[Data to use]
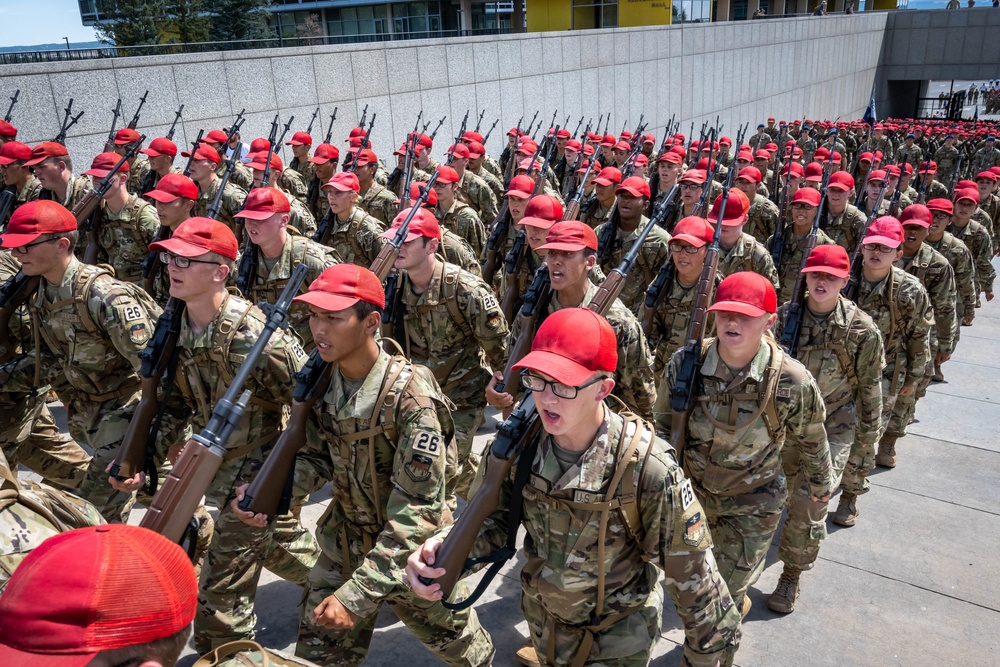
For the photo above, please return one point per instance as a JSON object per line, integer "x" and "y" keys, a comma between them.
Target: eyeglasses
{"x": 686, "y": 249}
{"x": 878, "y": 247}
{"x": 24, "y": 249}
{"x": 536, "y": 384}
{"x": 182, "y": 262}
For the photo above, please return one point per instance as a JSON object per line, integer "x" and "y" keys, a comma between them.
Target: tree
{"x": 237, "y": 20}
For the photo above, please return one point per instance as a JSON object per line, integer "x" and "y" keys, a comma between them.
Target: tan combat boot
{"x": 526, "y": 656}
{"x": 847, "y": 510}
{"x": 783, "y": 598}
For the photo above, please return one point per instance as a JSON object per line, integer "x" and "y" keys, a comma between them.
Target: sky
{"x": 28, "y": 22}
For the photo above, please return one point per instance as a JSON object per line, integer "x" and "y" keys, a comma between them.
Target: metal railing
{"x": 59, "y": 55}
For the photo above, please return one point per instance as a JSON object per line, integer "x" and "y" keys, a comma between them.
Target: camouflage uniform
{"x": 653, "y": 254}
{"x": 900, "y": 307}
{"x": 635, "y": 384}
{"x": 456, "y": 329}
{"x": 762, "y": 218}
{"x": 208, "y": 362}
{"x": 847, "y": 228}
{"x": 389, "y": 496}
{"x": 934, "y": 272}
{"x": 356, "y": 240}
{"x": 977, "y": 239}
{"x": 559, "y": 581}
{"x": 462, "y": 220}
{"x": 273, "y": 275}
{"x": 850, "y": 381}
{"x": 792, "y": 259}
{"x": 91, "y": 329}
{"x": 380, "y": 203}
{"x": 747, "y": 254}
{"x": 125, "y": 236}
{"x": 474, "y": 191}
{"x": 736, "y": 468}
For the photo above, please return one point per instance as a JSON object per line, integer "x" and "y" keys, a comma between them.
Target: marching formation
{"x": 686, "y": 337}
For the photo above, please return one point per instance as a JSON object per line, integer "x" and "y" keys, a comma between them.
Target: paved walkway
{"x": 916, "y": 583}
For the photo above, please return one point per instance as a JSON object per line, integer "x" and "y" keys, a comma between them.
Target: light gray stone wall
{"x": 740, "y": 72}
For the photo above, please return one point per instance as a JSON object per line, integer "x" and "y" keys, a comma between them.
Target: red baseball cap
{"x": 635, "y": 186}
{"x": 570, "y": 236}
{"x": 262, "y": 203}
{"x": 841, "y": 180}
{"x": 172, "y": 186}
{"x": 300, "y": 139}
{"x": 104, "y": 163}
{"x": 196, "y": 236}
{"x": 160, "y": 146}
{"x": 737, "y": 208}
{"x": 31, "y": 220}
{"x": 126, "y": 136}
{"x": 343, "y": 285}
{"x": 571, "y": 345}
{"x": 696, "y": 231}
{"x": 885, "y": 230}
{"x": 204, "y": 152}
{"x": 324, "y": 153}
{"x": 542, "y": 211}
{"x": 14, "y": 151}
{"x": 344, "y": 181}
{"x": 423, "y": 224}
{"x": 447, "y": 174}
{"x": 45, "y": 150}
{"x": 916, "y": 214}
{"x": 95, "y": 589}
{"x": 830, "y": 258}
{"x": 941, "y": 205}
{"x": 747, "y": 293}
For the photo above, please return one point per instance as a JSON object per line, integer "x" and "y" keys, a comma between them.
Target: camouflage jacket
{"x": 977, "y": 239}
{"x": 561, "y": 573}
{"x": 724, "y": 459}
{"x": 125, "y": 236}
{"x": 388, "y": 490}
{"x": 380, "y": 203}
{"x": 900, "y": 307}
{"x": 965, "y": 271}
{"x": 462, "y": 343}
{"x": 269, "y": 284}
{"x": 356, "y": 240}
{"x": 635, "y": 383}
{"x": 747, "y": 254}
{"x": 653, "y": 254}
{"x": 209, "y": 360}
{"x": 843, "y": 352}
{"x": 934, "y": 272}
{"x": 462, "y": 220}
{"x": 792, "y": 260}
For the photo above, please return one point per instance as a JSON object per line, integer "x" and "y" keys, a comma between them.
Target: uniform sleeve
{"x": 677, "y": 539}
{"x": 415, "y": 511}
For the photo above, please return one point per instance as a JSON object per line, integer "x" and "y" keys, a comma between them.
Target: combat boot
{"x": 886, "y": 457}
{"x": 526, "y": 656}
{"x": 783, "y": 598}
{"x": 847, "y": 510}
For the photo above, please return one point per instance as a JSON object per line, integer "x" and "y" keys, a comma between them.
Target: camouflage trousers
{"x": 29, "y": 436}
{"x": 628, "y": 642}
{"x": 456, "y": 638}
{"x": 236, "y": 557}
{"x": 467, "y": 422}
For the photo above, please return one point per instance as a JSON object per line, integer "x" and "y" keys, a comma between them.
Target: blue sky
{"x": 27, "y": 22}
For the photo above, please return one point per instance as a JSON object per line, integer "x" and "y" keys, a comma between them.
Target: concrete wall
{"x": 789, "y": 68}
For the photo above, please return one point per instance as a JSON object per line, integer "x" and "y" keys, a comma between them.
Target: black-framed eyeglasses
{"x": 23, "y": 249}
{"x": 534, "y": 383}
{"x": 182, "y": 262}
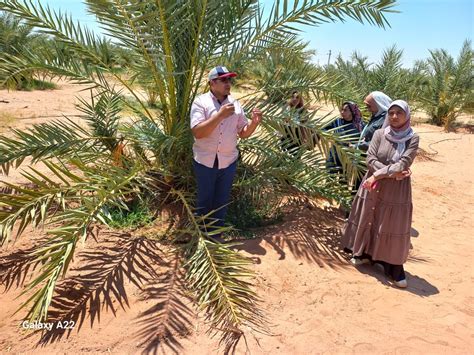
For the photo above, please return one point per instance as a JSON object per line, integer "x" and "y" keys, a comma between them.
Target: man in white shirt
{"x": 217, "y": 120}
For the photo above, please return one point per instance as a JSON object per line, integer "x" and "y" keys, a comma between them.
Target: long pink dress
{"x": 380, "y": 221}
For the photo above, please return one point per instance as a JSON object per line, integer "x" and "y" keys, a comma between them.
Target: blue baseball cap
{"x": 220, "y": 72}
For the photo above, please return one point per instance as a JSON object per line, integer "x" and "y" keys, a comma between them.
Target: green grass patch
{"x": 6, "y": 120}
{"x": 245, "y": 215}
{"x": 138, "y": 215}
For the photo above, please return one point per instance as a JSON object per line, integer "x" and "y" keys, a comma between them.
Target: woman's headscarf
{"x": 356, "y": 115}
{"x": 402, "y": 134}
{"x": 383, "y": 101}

[Brief] In your copy, leave out the pictures and reproduce the material above exactly.

[Response to the task]
For the photo above, please return one point per instance as a JSON object per line, integer "x" and "y" keys, a comma between them.
Target: eyeglasses
{"x": 686, "y": 249}
{"x": 878, "y": 247}
{"x": 24, "y": 249}
{"x": 536, "y": 384}
{"x": 182, "y": 262}
For the photo above, please return one point per instance as a JSON object per line, integer "x" and "y" keys, a comma between them.
Target: tree
{"x": 237, "y": 20}
For the photo above, please return one point per instance as a JSON object per line, integer "x" and "y" keys, a comma between them.
Target: tan combat boot
{"x": 526, "y": 656}
{"x": 847, "y": 510}
{"x": 783, "y": 598}
For the photo above, please return one point per instance as a JSON object per line, integer "x" and "y" keys, a comma between them.
Target: sky
{"x": 28, "y": 22}
For the photo above, please return one point per instance as a JSON object per line, integer "x" and "y" keys, a comma between them.
Target: metal railing
{"x": 59, "y": 55}
For the photo above, please return one point per instance as a JSON object per line, integer "x" and "y" keys, a comma between them.
Target: camouflage uniform
{"x": 653, "y": 254}
{"x": 900, "y": 307}
{"x": 635, "y": 384}
{"x": 456, "y": 329}
{"x": 762, "y": 218}
{"x": 208, "y": 362}
{"x": 847, "y": 228}
{"x": 389, "y": 496}
{"x": 934, "y": 272}
{"x": 356, "y": 240}
{"x": 977, "y": 239}
{"x": 559, "y": 581}
{"x": 462, "y": 220}
{"x": 273, "y": 275}
{"x": 850, "y": 381}
{"x": 792, "y": 259}
{"x": 91, "y": 329}
{"x": 380, "y": 203}
{"x": 747, "y": 254}
{"x": 125, "y": 236}
{"x": 474, "y": 191}
{"x": 736, "y": 468}
For the photo above, please return one point per instance as a JSON object per line, integer "x" and "y" keys, a comma between them.
Target: marching formation
{"x": 686, "y": 337}
For the photo above, please return one point per instance as a JSON object per line, integer "x" and "y" keys, a comma between them.
Target: paved walkway
{"x": 916, "y": 583}
For the photo above, please return one point per instance as a JSON object per line, integer "x" and "y" keys, a comma between them.
Target: light gray stone wall
{"x": 740, "y": 72}
For the photo above, please return one point per instance as a JSON object per line, integer "x" and "y" keys, a comma between them.
Target: red baseball cap
{"x": 635, "y": 186}
{"x": 570, "y": 236}
{"x": 262, "y": 203}
{"x": 841, "y": 180}
{"x": 172, "y": 186}
{"x": 300, "y": 139}
{"x": 104, "y": 163}
{"x": 196, "y": 236}
{"x": 160, "y": 146}
{"x": 737, "y": 208}
{"x": 31, "y": 220}
{"x": 126, "y": 136}
{"x": 343, "y": 285}
{"x": 571, "y": 345}
{"x": 696, "y": 231}
{"x": 885, "y": 230}
{"x": 204, "y": 152}
{"x": 324, "y": 153}
{"x": 542, "y": 211}
{"x": 14, "y": 151}
{"x": 344, "y": 181}
{"x": 423, "y": 224}
{"x": 447, "y": 174}
{"x": 45, "y": 150}
{"x": 916, "y": 214}
{"x": 95, "y": 589}
{"x": 830, "y": 258}
{"x": 941, "y": 205}
{"x": 747, "y": 293}
For the photo above, please return one point per instance as a JSON object per line, integer "x" and "y" keys, a comma between them.
Target: camouflage jacket
{"x": 977, "y": 239}
{"x": 561, "y": 573}
{"x": 724, "y": 459}
{"x": 125, "y": 236}
{"x": 388, "y": 490}
{"x": 380, "y": 203}
{"x": 900, "y": 307}
{"x": 965, "y": 271}
{"x": 462, "y": 343}
{"x": 269, "y": 284}
{"x": 356, "y": 240}
{"x": 635, "y": 383}
{"x": 747, "y": 254}
{"x": 653, "y": 254}
{"x": 209, "y": 360}
{"x": 843, "y": 352}
{"x": 934, "y": 272}
{"x": 462, "y": 220}
{"x": 792, "y": 260}
For the photo above, please return one point per instance as a JSON object per line, integer "x" and "y" keys, a comma between them.
Target: uniform sleeve
{"x": 677, "y": 539}
{"x": 415, "y": 511}
For the photo above, please return one point per instance as a JSON object per line, integer "x" and "y" keys, a comma between them.
Target: combat boot
{"x": 886, "y": 457}
{"x": 526, "y": 656}
{"x": 783, "y": 598}
{"x": 847, "y": 510}
For the photo above, please return one point per instance as a JSON object per line, integer "x" and "y" keys, a comma between them.
Target: camouflage trousers
{"x": 29, "y": 436}
{"x": 628, "y": 642}
{"x": 456, "y": 638}
{"x": 236, "y": 557}
{"x": 467, "y": 422}
For the photo above, please return one point per instance as a JSON object per line, integer "x" and "y" keys, a comma between them.
Target: blue sky
{"x": 27, "y": 22}
For the photo above, please return one point per instance as a JSON object per line, integer "x" and "y" keys, a comma between them.
Target: concrete wall
{"x": 789, "y": 68}
For the photo above, please return one point per instance as a JSON object per line, integer "x" and "y" keys, a comma between them.
Target: black-framed eyeglasses
{"x": 23, "y": 249}
{"x": 534, "y": 383}
{"x": 182, "y": 262}
For the photo above, please return one point per instance as a JSON object per line, integer "x" and "y" keys, a comma between them.
Target: man in white shirt
{"x": 217, "y": 120}
For the photo above, please return one point per instance as a JSON object per line, integer "x" and "y" keys, a comma between them.
Target: long pink dress
{"x": 380, "y": 221}
For the photo above, please return one point per instance as a JSON object per line, integer "x" and "y" keys, a comma between them.
Target: blue baseball cap
{"x": 220, "y": 72}
For the photo above, please return one point per instance as a JSON object per line, integer "x" and "y" keys, a comma between them.
Target: green grass patch
{"x": 6, "y": 120}
{"x": 245, "y": 215}
{"x": 138, "y": 215}
For the photo above, please return one point per instance as a JSON object per line, integer "x" and "y" keys, a comma between them.
Target: woman's headscarf
{"x": 356, "y": 115}
{"x": 402, "y": 134}
{"x": 383, "y": 101}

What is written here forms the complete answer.